* START *

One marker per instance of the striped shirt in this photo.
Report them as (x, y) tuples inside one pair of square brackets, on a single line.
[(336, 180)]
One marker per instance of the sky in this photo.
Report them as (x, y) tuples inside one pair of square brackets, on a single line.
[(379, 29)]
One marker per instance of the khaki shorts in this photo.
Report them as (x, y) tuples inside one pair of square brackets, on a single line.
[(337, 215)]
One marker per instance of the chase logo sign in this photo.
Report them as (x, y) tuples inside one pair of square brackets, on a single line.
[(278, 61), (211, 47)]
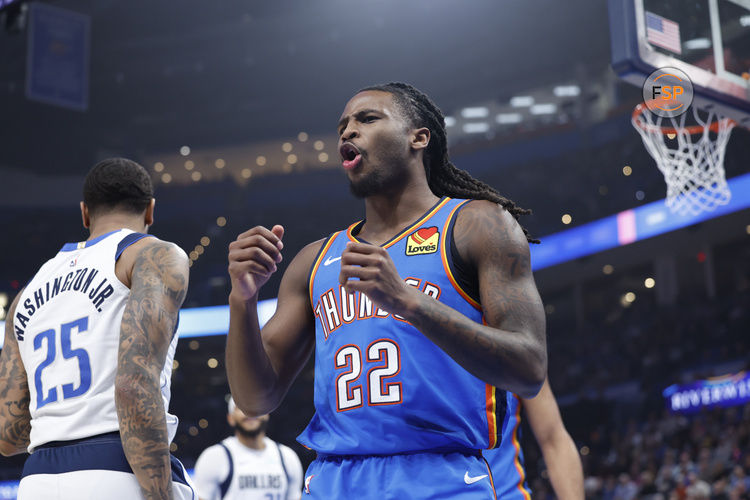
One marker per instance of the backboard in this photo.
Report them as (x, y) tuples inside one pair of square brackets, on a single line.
[(709, 40)]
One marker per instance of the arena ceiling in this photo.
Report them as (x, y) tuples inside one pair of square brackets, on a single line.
[(207, 74)]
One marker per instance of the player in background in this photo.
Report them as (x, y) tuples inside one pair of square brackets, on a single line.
[(248, 465), (416, 314), (559, 451), (86, 366)]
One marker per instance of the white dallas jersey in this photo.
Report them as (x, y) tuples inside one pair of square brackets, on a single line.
[(67, 324), (273, 473)]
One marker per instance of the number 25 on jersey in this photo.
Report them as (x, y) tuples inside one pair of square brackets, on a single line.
[(84, 365)]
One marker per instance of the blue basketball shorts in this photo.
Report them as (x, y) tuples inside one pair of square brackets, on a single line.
[(418, 476)]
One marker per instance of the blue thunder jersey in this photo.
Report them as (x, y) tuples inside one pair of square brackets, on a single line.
[(506, 461), (381, 386)]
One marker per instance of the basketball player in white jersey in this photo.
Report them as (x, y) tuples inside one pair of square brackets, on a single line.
[(248, 465), (85, 369)]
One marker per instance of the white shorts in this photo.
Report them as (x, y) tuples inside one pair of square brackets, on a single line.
[(89, 469)]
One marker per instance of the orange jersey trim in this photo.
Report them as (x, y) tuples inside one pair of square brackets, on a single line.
[(316, 265), (492, 479), (516, 460), (444, 258), (406, 231), (491, 405)]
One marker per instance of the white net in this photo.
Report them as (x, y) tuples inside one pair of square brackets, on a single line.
[(691, 157)]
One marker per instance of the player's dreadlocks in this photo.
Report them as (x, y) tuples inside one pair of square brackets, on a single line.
[(443, 177)]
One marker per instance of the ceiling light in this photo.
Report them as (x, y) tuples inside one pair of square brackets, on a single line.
[(543, 109), (521, 101), (476, 128), (475, 112), (567, 91), (509, 118), (697, 43)]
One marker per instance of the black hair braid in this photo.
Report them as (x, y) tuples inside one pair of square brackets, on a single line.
[(443, 177)]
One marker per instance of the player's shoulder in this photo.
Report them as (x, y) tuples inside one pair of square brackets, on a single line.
[(142, 242), (164, 255), (486, 223), (302, 262)]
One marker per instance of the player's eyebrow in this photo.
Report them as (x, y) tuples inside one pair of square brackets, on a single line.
[(358, 114)]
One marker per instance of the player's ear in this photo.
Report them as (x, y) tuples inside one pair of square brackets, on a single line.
[(85, 218), (149, 216), (420, 138)]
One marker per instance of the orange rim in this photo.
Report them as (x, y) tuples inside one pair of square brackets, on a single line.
[(691, 129)]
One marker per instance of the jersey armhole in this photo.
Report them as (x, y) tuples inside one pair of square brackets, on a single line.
[(127, 241), (465, 273), (224, 486), (316, 263)]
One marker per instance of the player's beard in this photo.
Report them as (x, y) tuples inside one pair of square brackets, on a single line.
[(378, 182), (253, 433)]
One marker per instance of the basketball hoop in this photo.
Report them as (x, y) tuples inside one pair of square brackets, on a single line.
[(691, 157)]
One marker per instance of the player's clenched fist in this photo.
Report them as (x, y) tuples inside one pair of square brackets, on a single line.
[(252, 259)]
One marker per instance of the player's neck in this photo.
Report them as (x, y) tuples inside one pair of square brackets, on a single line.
[(390, 212), (111, 223), (255, 442)]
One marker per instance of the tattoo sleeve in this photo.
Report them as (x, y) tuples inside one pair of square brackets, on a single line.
[(158, 287), (15, 421), (509, 350)]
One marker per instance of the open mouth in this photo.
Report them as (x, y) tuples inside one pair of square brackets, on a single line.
[(350, 155)]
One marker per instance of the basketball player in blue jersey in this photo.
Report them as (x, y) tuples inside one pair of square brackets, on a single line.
[(416, 314), (559, 451), (87, 359)]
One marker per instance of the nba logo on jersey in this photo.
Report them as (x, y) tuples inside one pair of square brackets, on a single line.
[(423, 241)]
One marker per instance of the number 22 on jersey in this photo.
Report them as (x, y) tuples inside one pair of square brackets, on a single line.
[(84, 366), (384, 354)]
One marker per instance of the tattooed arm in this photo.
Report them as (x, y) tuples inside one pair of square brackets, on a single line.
[(509, 351), (15, 421), (158, 279)]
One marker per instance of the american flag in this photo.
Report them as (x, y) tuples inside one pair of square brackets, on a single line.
[(663, 32)]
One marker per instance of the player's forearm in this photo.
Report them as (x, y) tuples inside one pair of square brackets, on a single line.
[(515, 361), (143, 429), (564, 468), (252, 379), (15, 420), (14, 430)]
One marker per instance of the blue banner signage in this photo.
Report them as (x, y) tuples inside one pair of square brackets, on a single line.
[(725, 391), (57, 66)]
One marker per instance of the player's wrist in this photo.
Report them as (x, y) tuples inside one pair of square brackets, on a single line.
[(238, 299), (411, 303)]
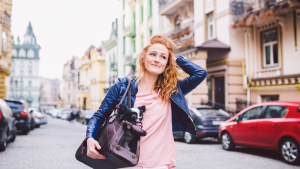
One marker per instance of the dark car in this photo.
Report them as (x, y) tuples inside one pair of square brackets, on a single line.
[(87, 116), (8, 130), (207, 121), (23, 118)]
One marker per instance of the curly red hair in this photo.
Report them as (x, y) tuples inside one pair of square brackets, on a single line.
[(166, 82)]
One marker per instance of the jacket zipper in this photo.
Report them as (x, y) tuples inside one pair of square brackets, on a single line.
[(186, 114)]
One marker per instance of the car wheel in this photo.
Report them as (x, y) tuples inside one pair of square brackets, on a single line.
[(290, 150), (189, 138), (4, 144), (227, 142)]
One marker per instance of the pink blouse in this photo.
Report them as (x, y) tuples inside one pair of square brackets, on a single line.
[(157, 148)]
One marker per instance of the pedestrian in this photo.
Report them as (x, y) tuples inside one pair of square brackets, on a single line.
[(157, 86)]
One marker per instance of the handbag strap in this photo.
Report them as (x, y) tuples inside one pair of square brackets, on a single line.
[(128, 92)]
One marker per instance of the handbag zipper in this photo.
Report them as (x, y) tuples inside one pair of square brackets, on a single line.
[(186, 114)]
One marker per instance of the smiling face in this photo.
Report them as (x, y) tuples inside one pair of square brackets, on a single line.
[(156, 59)]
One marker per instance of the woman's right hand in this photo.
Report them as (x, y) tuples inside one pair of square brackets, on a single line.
[(92, 145)]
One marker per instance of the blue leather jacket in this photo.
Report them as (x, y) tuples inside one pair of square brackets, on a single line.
[(181, 120)]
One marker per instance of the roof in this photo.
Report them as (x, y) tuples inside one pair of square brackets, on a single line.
[(213, 44)]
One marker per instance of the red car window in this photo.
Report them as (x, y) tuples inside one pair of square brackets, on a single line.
[(253, 113), (275, 112)]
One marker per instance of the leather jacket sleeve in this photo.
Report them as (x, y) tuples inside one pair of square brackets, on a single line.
[(110, 101), (196, 72)]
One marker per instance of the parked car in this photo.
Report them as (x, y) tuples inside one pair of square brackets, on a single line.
[(39, 119), (207, 121), (87, 115), (8, 130), (269, 125), (32, 122), (65, 114), (20, 113), (60, 112)]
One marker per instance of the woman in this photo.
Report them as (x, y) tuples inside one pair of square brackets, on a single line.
[(158, 88)]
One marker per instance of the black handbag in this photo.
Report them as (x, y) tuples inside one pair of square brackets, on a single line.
[(111, 139)]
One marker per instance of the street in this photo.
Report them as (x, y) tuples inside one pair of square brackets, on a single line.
[(54, 145)]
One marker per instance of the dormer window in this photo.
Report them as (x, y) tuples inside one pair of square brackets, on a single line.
[(177, 21)]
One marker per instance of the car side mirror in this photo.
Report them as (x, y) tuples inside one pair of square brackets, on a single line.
[(237, 119)]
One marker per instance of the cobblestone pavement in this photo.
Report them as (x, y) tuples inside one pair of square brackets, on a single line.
[(53, 146)]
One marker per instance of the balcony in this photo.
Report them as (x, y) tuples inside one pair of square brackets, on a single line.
[(5, 19), (167, 7), (130, 60), (276, 81), (246, 12), (113, 67), (185, 35)]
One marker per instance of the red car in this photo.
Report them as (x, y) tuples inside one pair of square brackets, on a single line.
[(269, 125)]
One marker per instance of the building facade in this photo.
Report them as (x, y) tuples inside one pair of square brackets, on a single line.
[(271, 45), (24, 79), (139, 20), (69, 83), (49, 93), (111, 56), (6, 46), (92, 79)]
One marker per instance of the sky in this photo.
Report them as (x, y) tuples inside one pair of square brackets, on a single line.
[(63, 28)]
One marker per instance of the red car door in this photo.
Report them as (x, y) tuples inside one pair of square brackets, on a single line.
[(245, 131), (271, 125)]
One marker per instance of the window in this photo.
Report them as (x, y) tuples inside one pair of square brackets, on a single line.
[(270, 48), (275, 112), (30, 53), (22, 53), (253, 113), (123, 45), (13, 52), (211, 26), (150, 8), (142, 13), (150, 32), (142, 38), (268, 98), (177, 21), (123, 22), (4, 41)]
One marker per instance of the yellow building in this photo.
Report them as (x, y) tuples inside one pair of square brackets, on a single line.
[(91, 79), (6, 44)]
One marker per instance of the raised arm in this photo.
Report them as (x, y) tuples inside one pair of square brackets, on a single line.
[(197, 75), (109, 102)]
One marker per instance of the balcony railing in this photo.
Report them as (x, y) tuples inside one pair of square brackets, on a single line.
[(5, 19), (185, 35), (244, 9), (291, 80), (164, 3)]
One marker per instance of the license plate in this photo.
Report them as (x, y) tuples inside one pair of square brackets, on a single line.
[(217, 122)]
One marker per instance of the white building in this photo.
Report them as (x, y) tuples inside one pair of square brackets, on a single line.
[(24, 83), (70, 82)]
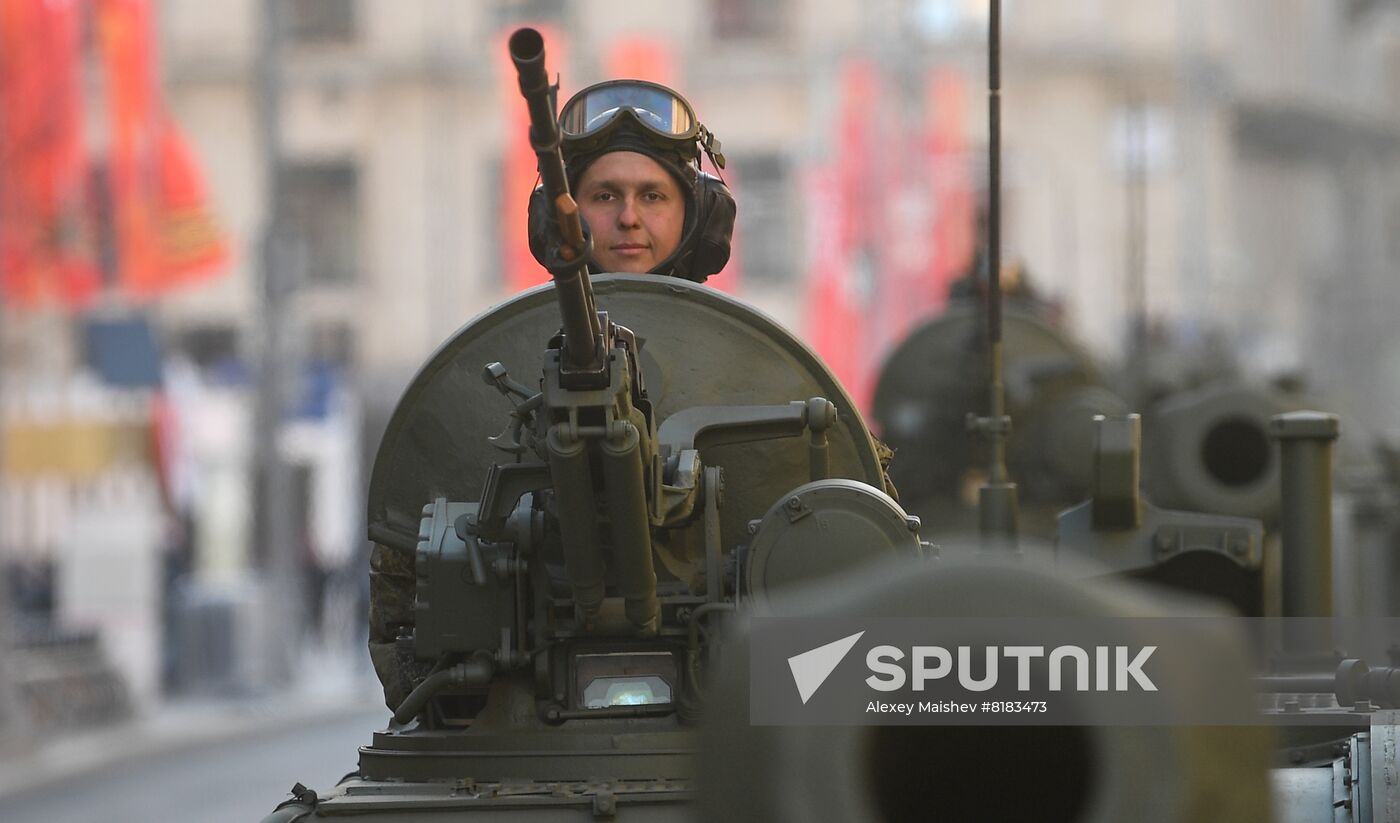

* END *

#### Given exercise
Starting at the line containing "One marker per instance of the window", copy the material word for word through the end of the material. Leave the pictures out of your copy.

#### Task answer
One marker per instance of the window in this photo.
Report them as (x, y) tuples inside one pair of square brackets, on a single line.
[(270, 48), (275, 112), (30, 53), (22, 53), (253, 113), (123, 45), (13, 52), (211, 26), (150, 8), (142, 13), (150, 32), (142, 38), (268, 98), (177, 21), (123, 22), (4, 41)]
One marker per instance of the yellow building in this photo.
Report them as (x, y) tuples inside one pair of square brackets, on a single line.
[(91, 79), (6, 44)]
One marker per instance of the raised arm in this photo.
Report them as (x, y) tuples inside one pair of square brackets, on a single line.
[(197, 75), (109, 102)]
One marker per instance of the balcony railing in this photo.
Report them as (x, y) tuples inside one pair of square brackets, on a single line.
[(5, 19), (185, 35), (244, 9), (291, 80), (164, 3)]
One marker per instance of the license plate in this photo.
Report them as (x, y) tuples inside one pair of square brackets, on a single line.
[(217, 122)]
One marker per instance of the white building in this photo.
Report them as (x, y) tuples inside one pair of square brackets, on a single line.
[(24, 83), (70, 82)]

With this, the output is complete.